### EXCERPTED DATA:
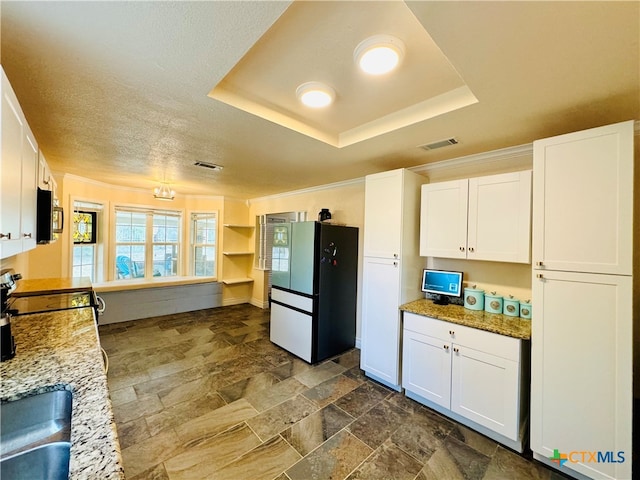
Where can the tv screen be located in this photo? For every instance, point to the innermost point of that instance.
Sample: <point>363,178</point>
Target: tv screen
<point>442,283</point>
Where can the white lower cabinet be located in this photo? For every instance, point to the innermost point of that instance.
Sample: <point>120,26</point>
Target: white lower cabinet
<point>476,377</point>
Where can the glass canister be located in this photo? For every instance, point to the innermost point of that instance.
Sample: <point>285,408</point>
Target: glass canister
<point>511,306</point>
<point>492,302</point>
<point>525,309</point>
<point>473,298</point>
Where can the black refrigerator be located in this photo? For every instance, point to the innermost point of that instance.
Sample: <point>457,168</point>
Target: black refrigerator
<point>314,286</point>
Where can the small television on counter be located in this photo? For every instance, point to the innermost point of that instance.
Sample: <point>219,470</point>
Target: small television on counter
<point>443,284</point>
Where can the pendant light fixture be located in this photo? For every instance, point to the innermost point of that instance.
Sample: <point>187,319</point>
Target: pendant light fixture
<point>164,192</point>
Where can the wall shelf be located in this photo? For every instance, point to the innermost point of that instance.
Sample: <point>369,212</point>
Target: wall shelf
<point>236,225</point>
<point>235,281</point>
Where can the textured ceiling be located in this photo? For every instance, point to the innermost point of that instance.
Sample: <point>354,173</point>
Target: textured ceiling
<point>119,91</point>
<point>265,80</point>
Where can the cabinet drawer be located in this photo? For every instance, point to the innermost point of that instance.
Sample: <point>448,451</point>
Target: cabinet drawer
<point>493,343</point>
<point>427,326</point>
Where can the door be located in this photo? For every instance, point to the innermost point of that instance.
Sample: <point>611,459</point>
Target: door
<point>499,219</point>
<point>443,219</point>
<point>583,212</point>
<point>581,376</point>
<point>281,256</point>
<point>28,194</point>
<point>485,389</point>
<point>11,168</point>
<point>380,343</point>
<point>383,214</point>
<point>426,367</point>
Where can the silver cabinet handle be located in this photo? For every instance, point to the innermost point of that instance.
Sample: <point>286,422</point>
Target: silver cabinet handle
* * *
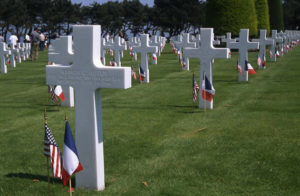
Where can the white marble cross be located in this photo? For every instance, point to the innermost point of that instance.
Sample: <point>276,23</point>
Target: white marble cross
==
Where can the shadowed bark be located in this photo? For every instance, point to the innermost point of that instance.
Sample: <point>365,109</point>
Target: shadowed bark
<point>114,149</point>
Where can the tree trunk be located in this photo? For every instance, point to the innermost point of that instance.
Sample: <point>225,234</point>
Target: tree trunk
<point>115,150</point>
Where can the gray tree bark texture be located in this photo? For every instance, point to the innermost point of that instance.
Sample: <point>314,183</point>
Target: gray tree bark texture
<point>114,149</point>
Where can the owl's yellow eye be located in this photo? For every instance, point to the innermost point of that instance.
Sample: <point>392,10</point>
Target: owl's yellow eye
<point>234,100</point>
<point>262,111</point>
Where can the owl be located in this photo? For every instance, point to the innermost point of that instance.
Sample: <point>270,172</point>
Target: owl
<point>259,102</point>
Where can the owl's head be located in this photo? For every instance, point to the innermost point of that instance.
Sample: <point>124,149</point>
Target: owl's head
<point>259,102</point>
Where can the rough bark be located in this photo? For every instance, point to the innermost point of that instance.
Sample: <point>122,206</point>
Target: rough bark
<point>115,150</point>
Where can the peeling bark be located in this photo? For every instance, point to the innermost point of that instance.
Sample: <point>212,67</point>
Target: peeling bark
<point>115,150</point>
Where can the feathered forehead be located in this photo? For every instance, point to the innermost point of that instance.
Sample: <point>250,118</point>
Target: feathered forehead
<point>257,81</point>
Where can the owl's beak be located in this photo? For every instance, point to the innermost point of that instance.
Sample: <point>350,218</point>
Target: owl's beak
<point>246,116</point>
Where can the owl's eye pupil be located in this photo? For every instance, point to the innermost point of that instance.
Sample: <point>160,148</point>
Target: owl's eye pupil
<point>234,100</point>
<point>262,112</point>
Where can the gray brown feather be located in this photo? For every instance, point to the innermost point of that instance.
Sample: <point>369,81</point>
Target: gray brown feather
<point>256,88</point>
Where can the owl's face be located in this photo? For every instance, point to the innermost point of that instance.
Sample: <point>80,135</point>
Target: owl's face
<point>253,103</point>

### WHAT THE TASK REQUIRES:
Please change "glass canister" to "ceramic jar" in the data from the line with "Where can the tv" to the line with "<point>473,298</point>", leaving all else unchanged. Give back only those lines.

### FINAL RESULT:
Where can the tv screen be located in this photo? For every instance, point to the innermost point of that instance.
Sample: <point>363,178</point>
Target: tv screen
<point>442,283</point>
Where can the white lower cabinet be located in this photo? For every instance, point to the innermost point of that instance.
Sample: <point>120,26</point>
Target: white lower cabinet
<point>476,377</point>
Where can the ceramic jar be located in this photo? For every instance, point to the innermost point of that instance.
Sample: <point>285,408</point>
Target: ceramic jar
<point>511,306</point>
<point>492,302</point>
<point>525,309</point>
<point>473,298</point>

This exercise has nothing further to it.